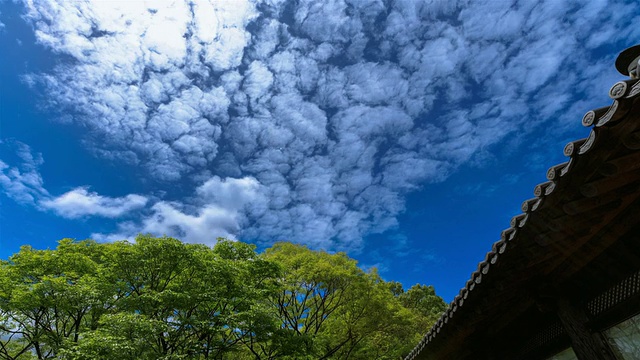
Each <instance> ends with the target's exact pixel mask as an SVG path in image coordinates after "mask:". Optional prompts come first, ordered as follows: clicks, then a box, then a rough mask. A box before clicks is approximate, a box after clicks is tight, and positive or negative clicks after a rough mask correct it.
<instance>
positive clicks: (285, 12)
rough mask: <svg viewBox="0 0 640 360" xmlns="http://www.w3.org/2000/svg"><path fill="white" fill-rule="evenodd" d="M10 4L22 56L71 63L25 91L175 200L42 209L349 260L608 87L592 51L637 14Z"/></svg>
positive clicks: (481, 11) (622, 11)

_What the task asks_
Write every line of the data out again exactly, leaving out all images.

_Completed exercise_
Each <instance> ends with the target's exact pixel mask as an SVG path in image coordinates after "mask:". Optional prompts come first, ordered as follows: clicks, then a box, then a rough mask. A box before clicks is approximate, a box after clicks is tight, and positive or negative clicks after a rough mask correct it.
<instance>
positive clicks: (285, 12)
rough mask: <svg viewBox="0 0 640 360" xmlns="http://www.w3.org/2000/svg"><path fill="white" fill-rule="evenodd" d="M10 4L22 56L71 63L25 91L175 200L42 209L349 260L608 87L592 51L637 14Z"/></svg>
positive clicks: (481, 11) (622, 11)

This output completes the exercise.